**Stored data entries:**
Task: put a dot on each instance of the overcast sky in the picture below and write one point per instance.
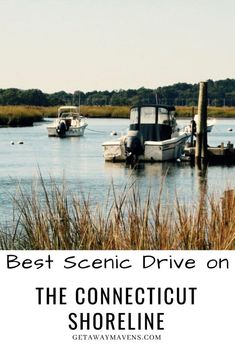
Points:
(114, 44)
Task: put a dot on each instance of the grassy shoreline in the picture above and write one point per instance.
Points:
(15, 116)
(59, 221)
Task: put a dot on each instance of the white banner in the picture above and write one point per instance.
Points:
(110, 300)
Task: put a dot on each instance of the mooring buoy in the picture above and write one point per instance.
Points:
(113, 133)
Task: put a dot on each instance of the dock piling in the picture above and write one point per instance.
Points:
(201, 140)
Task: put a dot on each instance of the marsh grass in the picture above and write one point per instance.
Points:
(26, 115)
(127, 221)
(217, 112)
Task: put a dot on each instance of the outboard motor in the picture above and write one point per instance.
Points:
(133, 146)
(61, 129)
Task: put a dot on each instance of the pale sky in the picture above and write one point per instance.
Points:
(89, 45)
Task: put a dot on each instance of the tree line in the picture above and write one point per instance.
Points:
(220, 93)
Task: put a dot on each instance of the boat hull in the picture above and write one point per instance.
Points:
(71, 132)
(154, 151)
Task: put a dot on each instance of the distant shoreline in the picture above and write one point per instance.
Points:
(19, 116)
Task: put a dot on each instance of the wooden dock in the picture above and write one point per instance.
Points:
(215, 155)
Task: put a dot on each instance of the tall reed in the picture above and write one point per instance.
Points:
(59, 220)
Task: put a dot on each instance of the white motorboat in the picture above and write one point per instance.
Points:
(210, 124)
(69, 123)
(153, 136)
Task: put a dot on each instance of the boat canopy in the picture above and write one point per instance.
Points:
(150, 114)
(68, 107)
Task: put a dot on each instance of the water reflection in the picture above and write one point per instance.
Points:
(81, 161)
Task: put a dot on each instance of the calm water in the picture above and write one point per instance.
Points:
(80, 162)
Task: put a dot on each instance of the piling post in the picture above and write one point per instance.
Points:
(201, 140)
(192, 128)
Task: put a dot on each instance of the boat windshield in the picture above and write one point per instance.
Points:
(134, 116)
(163, 115)
(148, 115)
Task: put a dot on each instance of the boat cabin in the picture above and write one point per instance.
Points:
(154, 122)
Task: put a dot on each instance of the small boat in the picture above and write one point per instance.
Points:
(153, 136)
(210, 124)
(69, 123)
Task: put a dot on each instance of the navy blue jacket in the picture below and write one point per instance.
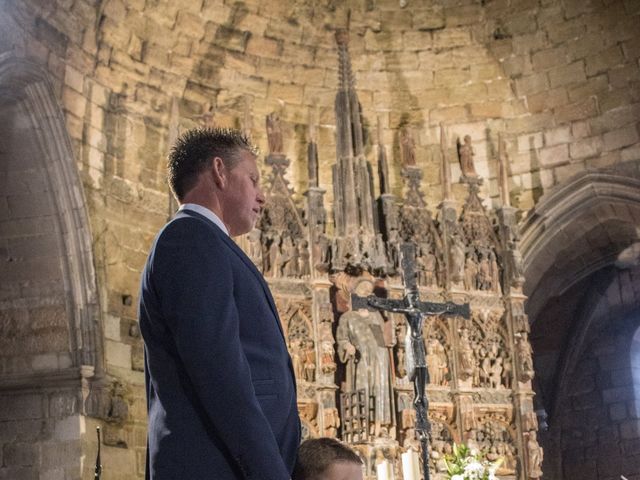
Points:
(221, 393)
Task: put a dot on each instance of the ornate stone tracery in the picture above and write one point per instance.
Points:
(351, 365)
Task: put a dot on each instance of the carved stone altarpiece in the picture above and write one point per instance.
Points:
(351, 365)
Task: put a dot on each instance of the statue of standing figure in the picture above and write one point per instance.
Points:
(274, 133)
(407, 147)
(466, 153)
(536, 455)
(362, 348)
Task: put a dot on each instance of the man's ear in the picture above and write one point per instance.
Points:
(219, 172)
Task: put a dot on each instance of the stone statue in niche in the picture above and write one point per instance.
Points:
(401, 365)
(466, 355)
(289, 257)
(331, 421)
(495, 375)
(457, 258)
(407, 147)
(524, 353)
(255, 247)
(495, 271)
(274, 133)
(529, 421)
(309, 365)
(484, 277)
(520, 319)
(393, 245)
(327, 364)
(465, 154)
(321, 249)
(361, 346)
(506, 370)
(467, 414)
(535, 456)
(303, 259)
(437, 362)
(408, 418)
(275, 256)
(428, 265)
(470, 272)
(297, 358)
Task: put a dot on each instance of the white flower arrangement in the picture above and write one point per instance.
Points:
(468, 464)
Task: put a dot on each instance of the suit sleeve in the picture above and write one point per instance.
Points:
(199, 307)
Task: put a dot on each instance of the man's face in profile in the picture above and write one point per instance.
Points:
(342, 471)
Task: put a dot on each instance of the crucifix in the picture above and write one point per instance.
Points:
(414, 311)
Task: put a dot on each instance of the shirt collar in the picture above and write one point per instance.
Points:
(194, 207)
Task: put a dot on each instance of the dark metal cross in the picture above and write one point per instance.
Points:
(414, 311)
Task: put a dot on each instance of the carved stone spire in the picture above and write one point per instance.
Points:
(383, 167)
(352, 184)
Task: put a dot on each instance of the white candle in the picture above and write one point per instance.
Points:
(410, 465)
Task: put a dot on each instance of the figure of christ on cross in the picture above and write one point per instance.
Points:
(414, 311)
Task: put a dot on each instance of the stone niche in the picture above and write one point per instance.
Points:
(350, 366)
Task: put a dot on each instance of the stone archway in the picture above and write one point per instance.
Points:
(49, 315)
(582, 300)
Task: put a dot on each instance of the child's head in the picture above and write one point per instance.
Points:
(326, 459)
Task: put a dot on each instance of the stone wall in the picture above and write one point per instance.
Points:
(560, 81)
(597, 429)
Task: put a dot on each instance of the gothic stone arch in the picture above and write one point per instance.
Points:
(49, 313)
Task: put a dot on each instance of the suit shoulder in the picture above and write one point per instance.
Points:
(190, 227)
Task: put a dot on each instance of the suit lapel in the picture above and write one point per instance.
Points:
(246, 260)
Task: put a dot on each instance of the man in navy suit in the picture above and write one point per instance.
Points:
(221, 394)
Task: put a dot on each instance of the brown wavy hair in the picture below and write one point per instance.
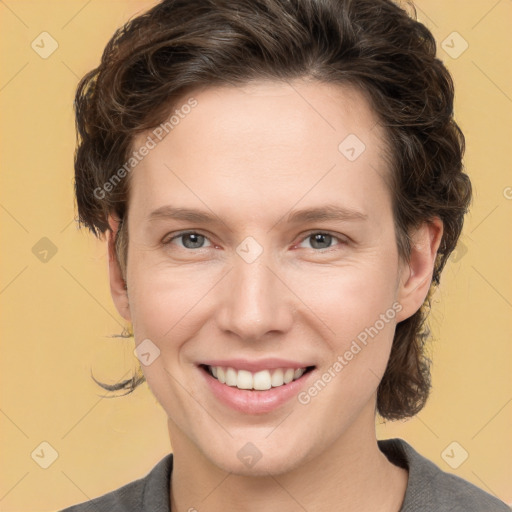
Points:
(373, 45)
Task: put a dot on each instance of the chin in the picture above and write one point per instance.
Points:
(257, 462)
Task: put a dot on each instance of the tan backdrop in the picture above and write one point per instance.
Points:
(57, 312)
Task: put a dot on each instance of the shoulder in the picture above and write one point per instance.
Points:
(150, 493)
(430, 488)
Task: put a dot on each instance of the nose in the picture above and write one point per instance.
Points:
(255, 301)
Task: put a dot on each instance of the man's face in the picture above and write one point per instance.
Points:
(261, 287)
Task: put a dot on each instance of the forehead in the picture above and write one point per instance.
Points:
(268, 140)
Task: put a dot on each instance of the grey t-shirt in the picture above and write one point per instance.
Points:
(428, 490)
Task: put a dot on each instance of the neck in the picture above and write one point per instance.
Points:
(351, 475)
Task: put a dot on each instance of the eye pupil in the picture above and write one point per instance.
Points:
(321, 238)
(197, 240)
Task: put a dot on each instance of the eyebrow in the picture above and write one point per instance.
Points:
(323, 213)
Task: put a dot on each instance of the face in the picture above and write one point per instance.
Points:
(288, 262)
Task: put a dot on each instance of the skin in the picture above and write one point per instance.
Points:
(251, 155)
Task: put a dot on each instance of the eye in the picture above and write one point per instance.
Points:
(322, 240)
(190, 240)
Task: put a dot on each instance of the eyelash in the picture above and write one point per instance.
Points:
(341, 240)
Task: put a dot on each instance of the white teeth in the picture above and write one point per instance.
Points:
(231, 377)
(260, 381)
(288, 375)
(277, 378)
(244, 380)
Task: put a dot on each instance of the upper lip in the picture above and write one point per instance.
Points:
(256, 365)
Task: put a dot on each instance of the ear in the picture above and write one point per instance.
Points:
(416, 274)
(118, 288)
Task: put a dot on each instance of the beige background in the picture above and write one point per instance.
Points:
(57, 314)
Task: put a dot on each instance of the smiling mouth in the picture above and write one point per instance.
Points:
(255, 381)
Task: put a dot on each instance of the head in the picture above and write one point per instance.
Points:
(251, 111)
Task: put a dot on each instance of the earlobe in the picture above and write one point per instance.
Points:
(117, 283)
(416, 276)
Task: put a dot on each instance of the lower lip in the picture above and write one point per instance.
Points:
(254, 402)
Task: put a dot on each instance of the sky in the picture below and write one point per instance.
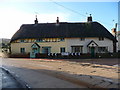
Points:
(14, 13)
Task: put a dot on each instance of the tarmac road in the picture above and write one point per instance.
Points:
(34, 77)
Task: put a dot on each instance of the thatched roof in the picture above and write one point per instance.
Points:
(62, 30)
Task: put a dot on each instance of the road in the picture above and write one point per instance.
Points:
(34, 75)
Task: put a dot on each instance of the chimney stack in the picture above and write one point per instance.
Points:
(36, 21)
(89, 19)
(57, 21)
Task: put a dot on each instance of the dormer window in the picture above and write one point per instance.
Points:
(82, 39)
(101, 38)
(22, 40)
(62, 39)
(39, 40)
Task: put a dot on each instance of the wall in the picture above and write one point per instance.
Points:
(68, 42)
(76, 41)
(55, 46)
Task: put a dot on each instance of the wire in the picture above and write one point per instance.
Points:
(77, 12)
(68, 8)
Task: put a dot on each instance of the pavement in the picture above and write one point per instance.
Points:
(48, 79)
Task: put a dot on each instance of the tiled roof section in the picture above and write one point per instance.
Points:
(63, 30)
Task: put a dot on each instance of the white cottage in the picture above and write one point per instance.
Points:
(81, 37)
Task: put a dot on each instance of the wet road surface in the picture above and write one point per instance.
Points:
(8, 81)
(34, 77)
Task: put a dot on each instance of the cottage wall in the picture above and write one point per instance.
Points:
(67, 43)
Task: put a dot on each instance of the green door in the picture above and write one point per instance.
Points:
(92, 51)
(35, 49)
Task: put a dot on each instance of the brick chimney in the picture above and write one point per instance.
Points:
(36, 21)
(89, 19)
(57, 21)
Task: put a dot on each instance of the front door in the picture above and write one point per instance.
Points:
(92, 51)
(35, 49)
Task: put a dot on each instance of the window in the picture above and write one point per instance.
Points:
(101, 38)
(102, 49)
(82, 39)
(39, 40)
(22, 40)
(22, 50)
(77, 49)
(62, 39)
(62, 49)
(46, 50)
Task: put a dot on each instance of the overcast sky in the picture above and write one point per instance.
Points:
(14, 13)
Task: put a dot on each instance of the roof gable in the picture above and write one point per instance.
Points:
(35, 45)
(92, 44)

**Aim of the task:** Wherever the string "window" appears in the entries, copy that line.

**Solved problem:**
Task: put a dot on each instance of the dormer window in the picture above and write one point per instance.
Task: put a dot on each instance of the window in the picture above and write one point per instance.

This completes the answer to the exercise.